═══ SOURCE MATERIAL ═══

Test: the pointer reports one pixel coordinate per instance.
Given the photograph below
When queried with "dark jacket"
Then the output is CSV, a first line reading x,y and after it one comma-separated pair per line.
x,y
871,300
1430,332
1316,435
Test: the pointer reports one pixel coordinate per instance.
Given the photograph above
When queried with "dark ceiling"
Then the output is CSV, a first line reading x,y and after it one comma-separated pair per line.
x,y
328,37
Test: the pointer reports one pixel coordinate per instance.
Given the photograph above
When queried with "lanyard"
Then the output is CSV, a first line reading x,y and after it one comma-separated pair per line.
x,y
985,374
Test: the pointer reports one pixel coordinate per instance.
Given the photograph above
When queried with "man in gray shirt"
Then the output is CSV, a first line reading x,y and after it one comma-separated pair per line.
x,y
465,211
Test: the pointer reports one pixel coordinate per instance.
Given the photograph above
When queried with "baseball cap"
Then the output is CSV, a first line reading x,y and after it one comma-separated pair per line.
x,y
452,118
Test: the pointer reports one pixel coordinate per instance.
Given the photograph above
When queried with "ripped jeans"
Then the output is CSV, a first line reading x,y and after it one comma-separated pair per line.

═══

• [WHAT YOU HAVE TO DO]
Pull out every line of the data that contains the string "When". Match case, so a different capitalization doesn't count.

• [RESULT OF THE TASK]
When queried with "dark jacket"
When queried with "dark ceiling"
When queried with "lanyard"
When queried with "man in gray shirt"
When queried with "baseball cap"
When queried with "ripped jeans"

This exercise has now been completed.